Listed records
§ §
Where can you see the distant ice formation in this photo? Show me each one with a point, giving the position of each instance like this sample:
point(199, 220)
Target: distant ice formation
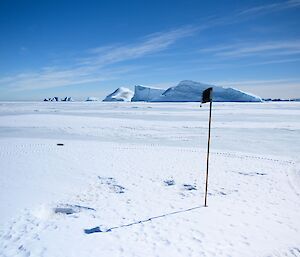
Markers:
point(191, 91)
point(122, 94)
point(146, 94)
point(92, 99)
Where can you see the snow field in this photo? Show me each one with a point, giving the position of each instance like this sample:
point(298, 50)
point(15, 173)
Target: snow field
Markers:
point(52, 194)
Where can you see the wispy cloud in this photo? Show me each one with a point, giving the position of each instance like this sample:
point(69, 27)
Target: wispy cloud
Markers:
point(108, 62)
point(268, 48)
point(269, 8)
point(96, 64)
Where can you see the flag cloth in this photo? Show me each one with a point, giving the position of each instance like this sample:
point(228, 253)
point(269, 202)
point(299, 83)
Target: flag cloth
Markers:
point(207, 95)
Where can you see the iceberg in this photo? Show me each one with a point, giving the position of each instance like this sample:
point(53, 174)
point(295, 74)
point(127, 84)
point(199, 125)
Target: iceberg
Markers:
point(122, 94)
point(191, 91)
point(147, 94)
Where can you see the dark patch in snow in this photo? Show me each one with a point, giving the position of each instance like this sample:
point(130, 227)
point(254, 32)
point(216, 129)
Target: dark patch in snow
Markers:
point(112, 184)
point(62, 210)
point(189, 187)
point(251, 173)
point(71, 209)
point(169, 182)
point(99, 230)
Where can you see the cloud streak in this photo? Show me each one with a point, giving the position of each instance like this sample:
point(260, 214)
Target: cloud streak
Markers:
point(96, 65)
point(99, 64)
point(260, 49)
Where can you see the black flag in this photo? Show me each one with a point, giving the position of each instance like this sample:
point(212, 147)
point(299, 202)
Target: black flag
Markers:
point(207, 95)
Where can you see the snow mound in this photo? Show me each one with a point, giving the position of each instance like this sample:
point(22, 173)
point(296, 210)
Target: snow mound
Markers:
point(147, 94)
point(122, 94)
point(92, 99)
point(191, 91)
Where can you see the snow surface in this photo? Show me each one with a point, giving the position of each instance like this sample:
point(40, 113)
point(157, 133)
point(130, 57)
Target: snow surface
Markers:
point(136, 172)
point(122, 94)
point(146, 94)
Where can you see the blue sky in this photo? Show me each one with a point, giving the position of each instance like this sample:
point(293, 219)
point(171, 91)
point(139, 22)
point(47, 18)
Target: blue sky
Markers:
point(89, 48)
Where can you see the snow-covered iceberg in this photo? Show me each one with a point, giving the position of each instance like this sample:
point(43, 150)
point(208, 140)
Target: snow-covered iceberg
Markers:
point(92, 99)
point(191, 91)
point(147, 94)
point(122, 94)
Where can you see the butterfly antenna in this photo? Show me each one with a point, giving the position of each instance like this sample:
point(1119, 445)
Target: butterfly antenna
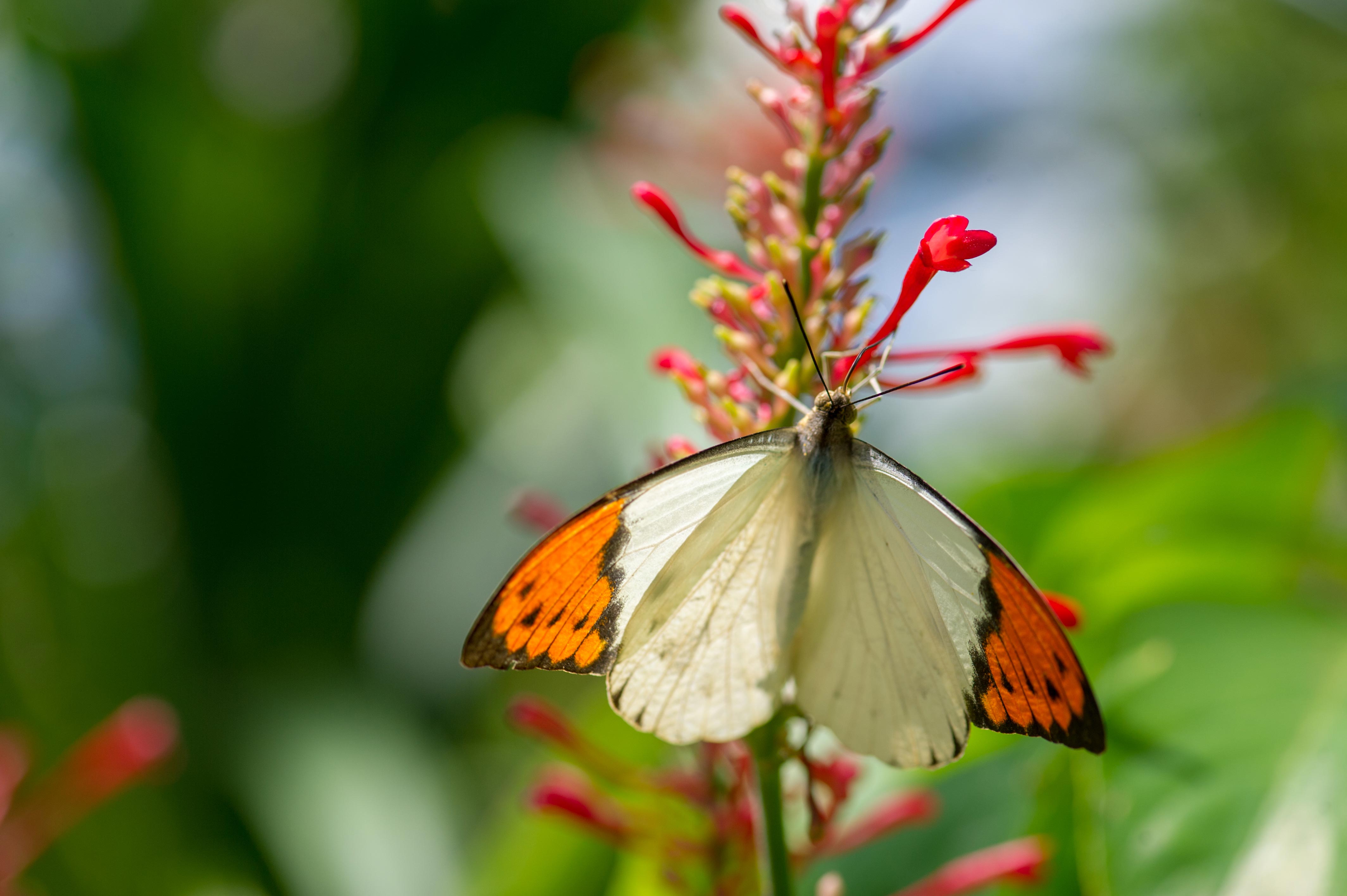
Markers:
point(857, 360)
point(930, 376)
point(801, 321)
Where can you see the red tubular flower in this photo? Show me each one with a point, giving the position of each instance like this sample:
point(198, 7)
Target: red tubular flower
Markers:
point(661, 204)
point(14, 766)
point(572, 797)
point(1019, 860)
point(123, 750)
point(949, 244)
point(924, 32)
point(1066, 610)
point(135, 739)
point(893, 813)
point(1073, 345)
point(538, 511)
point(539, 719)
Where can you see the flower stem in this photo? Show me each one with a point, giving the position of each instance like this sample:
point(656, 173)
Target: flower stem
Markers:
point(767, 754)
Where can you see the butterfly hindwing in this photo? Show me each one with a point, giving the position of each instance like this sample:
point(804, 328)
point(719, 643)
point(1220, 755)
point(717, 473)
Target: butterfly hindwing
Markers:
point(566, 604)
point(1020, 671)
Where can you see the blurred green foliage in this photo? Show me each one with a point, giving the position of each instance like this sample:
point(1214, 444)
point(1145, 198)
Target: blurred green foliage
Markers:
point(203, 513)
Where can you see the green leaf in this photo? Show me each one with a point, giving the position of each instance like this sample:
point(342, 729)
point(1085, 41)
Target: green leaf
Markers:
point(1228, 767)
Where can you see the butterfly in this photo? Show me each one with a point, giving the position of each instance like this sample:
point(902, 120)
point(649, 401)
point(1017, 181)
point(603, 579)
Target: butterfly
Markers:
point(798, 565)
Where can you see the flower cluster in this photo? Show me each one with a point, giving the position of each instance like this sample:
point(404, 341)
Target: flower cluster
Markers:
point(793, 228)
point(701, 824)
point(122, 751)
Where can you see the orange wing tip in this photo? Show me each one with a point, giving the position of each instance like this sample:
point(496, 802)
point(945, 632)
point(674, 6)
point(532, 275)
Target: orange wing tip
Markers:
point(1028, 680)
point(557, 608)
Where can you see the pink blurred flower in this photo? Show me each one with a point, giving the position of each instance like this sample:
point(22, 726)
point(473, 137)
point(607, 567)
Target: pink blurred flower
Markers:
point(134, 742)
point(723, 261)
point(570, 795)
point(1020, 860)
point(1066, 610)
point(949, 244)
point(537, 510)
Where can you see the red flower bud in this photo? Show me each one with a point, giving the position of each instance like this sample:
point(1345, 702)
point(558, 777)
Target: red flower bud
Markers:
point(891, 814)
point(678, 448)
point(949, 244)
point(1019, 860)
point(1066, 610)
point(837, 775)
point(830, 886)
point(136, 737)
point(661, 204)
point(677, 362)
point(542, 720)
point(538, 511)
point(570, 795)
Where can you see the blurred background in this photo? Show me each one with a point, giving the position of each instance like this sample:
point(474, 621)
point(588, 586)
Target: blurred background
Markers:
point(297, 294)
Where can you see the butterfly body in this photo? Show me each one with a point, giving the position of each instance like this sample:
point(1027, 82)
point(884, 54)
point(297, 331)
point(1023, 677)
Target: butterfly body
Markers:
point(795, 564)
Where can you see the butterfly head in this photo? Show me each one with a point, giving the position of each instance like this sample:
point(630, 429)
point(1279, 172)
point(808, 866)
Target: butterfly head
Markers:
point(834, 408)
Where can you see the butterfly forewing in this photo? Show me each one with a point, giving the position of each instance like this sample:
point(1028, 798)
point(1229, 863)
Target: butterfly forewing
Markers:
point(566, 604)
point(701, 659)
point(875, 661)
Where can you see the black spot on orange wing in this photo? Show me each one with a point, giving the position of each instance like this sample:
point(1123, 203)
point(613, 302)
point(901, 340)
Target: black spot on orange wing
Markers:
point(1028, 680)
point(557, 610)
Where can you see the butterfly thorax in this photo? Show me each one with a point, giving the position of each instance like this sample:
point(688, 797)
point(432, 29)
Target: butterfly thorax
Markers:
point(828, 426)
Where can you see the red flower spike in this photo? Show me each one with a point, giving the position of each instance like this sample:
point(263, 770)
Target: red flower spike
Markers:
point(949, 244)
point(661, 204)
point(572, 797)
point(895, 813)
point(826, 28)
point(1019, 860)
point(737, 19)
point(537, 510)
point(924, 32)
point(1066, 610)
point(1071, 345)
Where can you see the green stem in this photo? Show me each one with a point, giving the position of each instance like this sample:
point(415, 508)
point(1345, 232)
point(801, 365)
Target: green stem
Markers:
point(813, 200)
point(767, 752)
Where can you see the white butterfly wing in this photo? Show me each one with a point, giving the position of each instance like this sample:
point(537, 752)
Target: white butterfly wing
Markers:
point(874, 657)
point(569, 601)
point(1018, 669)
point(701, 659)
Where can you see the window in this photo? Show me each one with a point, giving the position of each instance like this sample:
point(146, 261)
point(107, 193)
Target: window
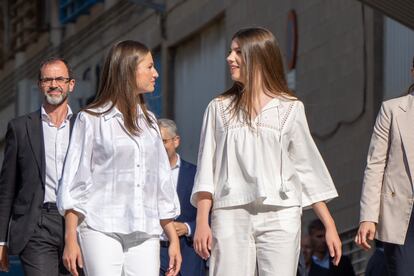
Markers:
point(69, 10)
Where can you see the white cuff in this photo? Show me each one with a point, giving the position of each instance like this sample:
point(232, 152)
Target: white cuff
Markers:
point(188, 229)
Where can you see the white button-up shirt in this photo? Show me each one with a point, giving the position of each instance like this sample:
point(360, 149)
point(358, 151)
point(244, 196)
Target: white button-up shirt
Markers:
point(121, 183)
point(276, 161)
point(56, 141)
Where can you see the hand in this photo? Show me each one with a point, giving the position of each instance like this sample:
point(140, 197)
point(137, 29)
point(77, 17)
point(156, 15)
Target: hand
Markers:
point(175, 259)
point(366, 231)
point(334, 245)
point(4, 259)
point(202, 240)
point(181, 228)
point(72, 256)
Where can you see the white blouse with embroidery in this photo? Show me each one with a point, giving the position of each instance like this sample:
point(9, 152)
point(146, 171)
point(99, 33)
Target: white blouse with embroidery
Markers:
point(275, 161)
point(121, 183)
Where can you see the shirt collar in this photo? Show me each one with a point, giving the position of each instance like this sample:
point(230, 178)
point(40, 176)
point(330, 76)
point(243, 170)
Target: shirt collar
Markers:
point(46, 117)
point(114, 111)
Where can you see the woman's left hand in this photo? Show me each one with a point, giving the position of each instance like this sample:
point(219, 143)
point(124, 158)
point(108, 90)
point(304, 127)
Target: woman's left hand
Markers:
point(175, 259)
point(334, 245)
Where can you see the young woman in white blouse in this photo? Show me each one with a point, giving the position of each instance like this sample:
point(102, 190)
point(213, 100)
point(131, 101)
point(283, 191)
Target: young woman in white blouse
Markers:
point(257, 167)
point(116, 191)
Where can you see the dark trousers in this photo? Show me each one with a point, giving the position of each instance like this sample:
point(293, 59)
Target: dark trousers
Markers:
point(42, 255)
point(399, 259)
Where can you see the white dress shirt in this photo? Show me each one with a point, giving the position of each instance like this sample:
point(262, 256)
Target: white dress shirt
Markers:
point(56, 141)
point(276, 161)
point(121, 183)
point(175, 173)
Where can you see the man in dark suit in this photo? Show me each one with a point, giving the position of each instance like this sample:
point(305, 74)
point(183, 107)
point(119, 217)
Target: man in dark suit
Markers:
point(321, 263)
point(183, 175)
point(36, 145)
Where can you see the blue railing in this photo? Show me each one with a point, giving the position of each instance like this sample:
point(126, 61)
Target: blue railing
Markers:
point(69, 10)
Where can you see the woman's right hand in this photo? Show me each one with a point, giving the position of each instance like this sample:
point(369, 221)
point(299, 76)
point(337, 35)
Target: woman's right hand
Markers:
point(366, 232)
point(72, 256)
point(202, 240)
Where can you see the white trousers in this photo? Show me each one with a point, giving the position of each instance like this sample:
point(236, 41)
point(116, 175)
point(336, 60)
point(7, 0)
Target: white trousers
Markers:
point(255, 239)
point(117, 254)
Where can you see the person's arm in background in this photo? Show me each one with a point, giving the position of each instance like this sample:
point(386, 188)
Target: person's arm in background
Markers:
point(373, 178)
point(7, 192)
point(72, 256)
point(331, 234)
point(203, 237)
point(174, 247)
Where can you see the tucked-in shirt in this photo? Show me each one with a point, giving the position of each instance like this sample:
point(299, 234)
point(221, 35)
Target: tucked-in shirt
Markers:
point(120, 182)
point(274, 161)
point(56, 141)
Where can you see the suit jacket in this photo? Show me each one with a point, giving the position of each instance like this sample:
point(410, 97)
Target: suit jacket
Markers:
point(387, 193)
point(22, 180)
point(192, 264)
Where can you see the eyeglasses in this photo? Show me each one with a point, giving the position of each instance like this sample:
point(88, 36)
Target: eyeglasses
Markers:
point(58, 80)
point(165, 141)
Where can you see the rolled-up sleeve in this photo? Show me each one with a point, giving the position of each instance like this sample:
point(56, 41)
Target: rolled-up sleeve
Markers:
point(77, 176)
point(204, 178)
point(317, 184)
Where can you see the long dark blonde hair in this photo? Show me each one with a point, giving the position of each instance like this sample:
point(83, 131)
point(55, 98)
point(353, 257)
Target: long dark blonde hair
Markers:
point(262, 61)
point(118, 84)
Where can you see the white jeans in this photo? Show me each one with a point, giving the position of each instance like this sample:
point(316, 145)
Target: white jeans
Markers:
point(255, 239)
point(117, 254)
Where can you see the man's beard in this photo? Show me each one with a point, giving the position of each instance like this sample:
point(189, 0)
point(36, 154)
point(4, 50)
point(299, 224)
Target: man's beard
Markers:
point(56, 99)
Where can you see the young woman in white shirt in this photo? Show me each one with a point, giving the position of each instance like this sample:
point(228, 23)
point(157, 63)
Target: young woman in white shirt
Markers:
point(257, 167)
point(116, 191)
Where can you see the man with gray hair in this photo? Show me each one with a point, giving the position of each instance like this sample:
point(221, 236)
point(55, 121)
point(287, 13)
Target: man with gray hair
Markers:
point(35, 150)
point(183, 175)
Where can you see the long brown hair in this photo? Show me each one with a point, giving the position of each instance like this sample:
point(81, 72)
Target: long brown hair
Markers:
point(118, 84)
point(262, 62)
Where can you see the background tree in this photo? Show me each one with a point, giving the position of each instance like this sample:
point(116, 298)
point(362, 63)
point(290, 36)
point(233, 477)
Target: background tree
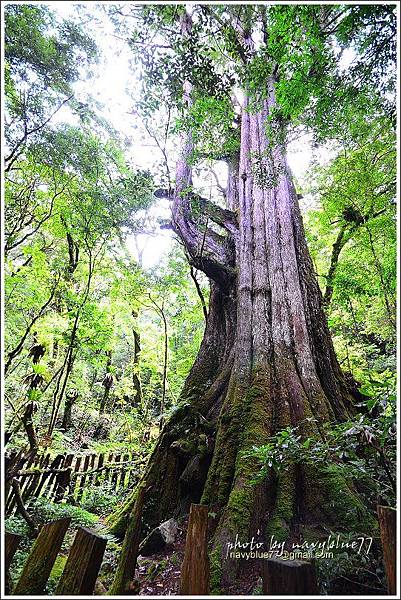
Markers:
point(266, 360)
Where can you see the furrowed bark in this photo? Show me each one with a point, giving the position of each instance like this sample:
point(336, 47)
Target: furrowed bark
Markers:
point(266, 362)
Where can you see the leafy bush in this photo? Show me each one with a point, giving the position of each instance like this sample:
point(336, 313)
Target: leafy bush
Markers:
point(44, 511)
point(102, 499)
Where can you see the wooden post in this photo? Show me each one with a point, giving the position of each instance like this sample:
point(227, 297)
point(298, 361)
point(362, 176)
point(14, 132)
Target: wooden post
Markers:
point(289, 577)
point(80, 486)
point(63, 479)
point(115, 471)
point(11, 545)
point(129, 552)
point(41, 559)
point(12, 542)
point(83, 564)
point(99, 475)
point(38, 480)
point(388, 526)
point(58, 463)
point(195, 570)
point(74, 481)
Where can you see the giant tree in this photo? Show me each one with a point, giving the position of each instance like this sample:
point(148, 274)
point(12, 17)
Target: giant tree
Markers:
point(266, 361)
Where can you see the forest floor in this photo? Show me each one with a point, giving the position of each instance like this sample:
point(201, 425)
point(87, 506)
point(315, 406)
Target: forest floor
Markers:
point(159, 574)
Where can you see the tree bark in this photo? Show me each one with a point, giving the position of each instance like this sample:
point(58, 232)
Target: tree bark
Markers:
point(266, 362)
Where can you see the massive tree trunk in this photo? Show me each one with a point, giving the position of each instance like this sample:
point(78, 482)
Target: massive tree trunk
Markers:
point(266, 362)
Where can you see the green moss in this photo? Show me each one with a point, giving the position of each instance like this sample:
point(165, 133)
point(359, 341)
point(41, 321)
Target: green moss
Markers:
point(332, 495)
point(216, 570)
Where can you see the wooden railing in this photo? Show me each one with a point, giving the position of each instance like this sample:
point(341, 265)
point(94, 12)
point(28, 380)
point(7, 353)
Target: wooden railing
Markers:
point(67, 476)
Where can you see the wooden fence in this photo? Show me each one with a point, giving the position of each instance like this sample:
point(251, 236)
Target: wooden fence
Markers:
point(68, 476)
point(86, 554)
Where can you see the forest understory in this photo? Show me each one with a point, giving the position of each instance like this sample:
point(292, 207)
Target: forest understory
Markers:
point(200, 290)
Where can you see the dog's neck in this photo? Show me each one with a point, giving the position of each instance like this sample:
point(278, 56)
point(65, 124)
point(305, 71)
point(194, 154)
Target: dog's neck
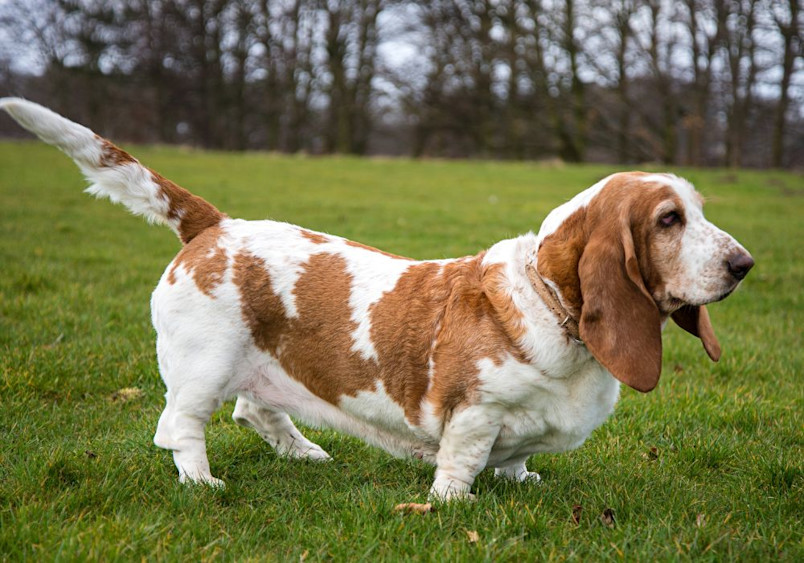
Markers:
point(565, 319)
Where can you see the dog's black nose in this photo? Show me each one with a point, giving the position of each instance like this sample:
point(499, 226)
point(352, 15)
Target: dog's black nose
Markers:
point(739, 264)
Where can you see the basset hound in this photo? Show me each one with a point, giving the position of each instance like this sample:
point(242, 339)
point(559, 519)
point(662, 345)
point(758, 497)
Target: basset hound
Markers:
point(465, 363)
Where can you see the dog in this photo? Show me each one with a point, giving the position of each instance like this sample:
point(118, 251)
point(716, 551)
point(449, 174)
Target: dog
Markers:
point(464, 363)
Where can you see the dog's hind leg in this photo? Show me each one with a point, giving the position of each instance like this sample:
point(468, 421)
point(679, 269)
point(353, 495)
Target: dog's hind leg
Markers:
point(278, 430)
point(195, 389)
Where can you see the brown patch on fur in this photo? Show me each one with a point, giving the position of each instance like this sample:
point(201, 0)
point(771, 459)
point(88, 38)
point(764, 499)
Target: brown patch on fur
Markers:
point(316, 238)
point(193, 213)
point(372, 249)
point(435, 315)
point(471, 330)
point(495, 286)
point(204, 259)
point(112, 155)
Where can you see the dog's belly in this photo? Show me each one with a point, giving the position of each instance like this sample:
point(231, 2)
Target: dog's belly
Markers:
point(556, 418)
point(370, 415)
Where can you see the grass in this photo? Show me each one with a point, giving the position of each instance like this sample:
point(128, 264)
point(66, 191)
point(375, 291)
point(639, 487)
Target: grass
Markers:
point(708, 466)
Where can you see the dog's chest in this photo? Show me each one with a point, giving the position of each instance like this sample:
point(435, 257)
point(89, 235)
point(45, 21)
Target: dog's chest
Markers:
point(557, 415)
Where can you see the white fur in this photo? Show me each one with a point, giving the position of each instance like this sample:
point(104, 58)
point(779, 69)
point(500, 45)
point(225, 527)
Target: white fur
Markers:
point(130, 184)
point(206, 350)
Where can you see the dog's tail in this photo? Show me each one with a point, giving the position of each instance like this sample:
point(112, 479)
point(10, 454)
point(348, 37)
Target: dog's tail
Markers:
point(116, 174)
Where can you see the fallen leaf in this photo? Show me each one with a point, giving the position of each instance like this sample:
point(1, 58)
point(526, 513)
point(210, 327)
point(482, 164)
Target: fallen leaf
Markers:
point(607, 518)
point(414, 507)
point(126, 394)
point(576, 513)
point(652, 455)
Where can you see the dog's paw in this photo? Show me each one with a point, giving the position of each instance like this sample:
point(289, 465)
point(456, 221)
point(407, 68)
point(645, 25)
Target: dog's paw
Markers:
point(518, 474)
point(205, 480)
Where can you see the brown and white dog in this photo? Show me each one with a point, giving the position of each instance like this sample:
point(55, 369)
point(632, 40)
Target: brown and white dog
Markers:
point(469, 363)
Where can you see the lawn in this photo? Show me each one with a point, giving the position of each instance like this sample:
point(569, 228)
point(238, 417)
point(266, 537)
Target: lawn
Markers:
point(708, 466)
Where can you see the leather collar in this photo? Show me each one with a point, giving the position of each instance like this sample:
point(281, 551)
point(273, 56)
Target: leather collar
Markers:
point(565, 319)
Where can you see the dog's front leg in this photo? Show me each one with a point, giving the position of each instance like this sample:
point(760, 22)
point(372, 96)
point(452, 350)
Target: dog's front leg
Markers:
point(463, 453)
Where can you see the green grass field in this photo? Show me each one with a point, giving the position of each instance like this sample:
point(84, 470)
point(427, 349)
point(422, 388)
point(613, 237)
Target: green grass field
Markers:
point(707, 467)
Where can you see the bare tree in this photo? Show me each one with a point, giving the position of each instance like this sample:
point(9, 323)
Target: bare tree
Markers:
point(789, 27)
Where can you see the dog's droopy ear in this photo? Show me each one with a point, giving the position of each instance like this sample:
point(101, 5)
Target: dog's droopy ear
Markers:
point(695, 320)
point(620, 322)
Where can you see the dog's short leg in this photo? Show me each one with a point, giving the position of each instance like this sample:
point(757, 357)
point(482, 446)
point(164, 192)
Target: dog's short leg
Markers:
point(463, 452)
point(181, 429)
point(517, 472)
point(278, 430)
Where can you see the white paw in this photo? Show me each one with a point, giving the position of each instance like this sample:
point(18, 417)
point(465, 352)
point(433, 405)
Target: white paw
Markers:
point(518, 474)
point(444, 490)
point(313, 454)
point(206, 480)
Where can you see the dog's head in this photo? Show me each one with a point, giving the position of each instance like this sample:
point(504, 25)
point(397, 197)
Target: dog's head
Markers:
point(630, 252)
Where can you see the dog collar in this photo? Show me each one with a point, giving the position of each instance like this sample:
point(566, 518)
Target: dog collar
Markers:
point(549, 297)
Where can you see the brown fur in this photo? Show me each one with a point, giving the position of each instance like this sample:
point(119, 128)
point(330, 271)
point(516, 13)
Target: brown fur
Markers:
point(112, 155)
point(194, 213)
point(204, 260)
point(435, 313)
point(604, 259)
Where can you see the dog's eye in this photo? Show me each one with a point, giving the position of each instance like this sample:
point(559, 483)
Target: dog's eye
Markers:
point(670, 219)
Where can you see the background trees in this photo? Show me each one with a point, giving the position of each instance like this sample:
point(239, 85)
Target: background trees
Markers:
§ §
From the data above, gather every line that includes the word "giant".

Result of this task
Where can you see the giant tree in this photo? Show me each one with a point, giving the position of each instance like this sample:
Target: giant tree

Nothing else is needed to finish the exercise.